::: Passage shown

His message goes hand-in-hand with the ongoing work of researchers at Stanford’s Freeman Spogli Institute for International Studies. Much of that work is supported by FSI’s Global Underdevelopment Action Fund, which provides seed grants to help faculty members design research experiments and conduct fieldwork in some of the world’s poorest places.

Four FSI senior fellows – Larry Diamond, Jeremy Weinstein, Paul Wise and Walter Falcon – respond to some of the points made by Gates and share insight into their own research and ideas about how to advance and secure the most fragile nations.

Without first improving people’s health, Gates says it’s harder to build good governance and reliable infrastructure in a developing country. Is that the best way to prioritize when thinking about foreign aid?

Larry Diamond: I have immense admiration for what Bill Gates is doing to reduce childhood and maternal fatality and improve the quality of life in poor countries.  He is literally saving millions of lives.  But in two respects (at least), it's misguided to think that public health should come "before" improvements in governance.  

First, there is no reason why we need to choose, or why the two types of interventions should be in conflict.  People need vaccines against endemic and preventable diseases – and they need institutional reforms to strengthen societal resistance to corruption, a sociopolitical disease that drains society of the energy and resources to fight poverty, ignorance, and disease.  

Second, good governance is a vital facilitator of improved public health.  When corruption is controlled, public resources are used efficiently and justly to build modern sanitation and transportation systems, and to train and operate modern health care systems.  With good, accountable governance, public health and life expectancy improve much more dramatically.  When corruption is endemic, life-saving vaccines, drugs, and treatments too often fall beyond the reach of poor people who cannot make under-the-table payments. 

Foreign aid has come under criticism for not being effective, and most countries have very small foreign aid budgets. How do you make the case that foreign aid is a worthy investment?

Jeremy M. Weinstein: While foreign aid may be a small part of most countries’ national budgets, global development assistance has increased markedly in the past 50 years. Between 2000 and 2010, global aid increased from $78 billion to nearly $130 billion – and the U.S. continues to be the world’s leading donor.

The challenge in the next decade will be to sustain high aid volumes given the economic challenges that now confront developed countries. I am confident that we can and will sustain these volumes for three reasons.

First, a strong core of leading voices in both parties recognizes that promoting development serves our national interest. In this interconnected world, our security and prosperity depend in important ways on the security and prosperity of those who live beyond our borders.

Second, providing assistance is a reflection of our values – it is these humanitarian motives that drove the unprecedented U.S. commitment to fighting HIV/AIDS during the Bush Administration.

Perhaps most importantly, especially in tight budget times, development agencies are learning a great deal about what works in foreign assistance, and are putting taxpayers’ dollars to better use to reduce poverty, fight disease, increase productivity, and strengthen governance – with increasing evidence to show for it.

::::::
::: Records

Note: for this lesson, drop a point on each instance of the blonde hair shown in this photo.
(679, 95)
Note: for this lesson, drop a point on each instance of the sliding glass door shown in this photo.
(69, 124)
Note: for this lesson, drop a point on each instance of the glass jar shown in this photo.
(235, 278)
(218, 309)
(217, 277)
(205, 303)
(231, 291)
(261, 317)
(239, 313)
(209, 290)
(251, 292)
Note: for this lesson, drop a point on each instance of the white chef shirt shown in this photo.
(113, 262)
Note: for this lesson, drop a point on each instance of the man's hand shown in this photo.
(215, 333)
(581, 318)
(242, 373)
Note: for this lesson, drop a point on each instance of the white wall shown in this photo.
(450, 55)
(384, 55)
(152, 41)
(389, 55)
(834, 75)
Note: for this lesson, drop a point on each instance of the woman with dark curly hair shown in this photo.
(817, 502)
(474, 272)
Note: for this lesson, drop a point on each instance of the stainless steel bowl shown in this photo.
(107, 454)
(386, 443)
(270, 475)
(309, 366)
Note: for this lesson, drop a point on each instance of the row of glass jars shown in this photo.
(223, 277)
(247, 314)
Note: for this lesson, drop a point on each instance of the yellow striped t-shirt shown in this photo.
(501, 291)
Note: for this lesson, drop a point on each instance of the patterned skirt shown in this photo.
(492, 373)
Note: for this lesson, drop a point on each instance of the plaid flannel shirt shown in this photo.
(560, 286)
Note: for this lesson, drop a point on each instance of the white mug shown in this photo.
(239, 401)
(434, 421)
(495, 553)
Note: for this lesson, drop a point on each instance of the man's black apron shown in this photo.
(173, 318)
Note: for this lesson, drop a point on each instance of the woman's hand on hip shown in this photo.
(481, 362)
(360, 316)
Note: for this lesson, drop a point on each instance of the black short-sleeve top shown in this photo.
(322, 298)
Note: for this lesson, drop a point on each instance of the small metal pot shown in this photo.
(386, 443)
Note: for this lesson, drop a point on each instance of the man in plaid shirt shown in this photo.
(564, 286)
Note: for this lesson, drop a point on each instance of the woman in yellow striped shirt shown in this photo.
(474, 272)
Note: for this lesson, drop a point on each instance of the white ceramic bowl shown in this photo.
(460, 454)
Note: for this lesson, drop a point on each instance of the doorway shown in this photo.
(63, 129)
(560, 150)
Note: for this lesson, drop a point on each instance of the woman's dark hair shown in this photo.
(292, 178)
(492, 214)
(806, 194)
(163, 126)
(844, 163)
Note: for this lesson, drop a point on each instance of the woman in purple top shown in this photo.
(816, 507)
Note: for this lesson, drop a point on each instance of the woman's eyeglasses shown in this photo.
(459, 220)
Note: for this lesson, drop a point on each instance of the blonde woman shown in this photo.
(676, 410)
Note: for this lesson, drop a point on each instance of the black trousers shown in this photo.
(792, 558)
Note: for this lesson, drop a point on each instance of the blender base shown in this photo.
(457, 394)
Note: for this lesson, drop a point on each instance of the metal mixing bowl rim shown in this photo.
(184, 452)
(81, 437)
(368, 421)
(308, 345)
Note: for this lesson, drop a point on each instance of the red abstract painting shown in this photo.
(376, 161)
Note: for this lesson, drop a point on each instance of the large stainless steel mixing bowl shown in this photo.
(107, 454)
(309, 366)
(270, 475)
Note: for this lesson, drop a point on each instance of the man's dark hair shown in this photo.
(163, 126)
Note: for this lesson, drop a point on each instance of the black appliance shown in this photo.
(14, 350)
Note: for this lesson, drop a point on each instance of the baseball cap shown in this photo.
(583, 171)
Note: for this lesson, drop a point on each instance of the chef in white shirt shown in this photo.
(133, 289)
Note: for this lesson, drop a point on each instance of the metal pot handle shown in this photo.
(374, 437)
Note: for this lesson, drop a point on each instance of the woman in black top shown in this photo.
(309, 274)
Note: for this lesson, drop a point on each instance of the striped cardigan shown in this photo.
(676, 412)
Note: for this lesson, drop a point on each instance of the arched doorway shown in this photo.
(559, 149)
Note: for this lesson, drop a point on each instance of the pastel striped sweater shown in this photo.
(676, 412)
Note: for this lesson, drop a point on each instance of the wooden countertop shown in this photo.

::::::

▸ Tasks
1. Answer these questions using the foreign aid passage.
(a) What does FSI's Global Underdevelopment Action Fund provide?
(b) According to Jeremy Weinstein, how much did global aid grow between 2000 and 2010?
(c) Which commitment made during the Bush Administration does Weinstein say humanitarian motives drove?
2. Turn the paragraph of the foreign aid passage that begins "Second, good governance is a vital facilitator" into a short bulleted list that keeps its main facts.

▸ Answer list
1.
(a) Seed grants that help faculty members design research experiments and conduct fieldwork in some of the world's poorest places.
(b) From $78 billion to nearly $130 billion.
(c) The U.S. commitment to fighting HIV/AIDS.

2.
- Good governance is a vital facilitator of improved public health.
- When corruption is controlled, public resources are used efficiently and justly to build modern sanitation and transportation systems and to train and operate modern health care systems.
- With good, accountable governance, public health and life expectancy improve much more dramatically.
- When corruption is endemic, life-saving vaccines, drugs, and treatments often fall beyond the reach of poor people who cannot make under-the-table payments.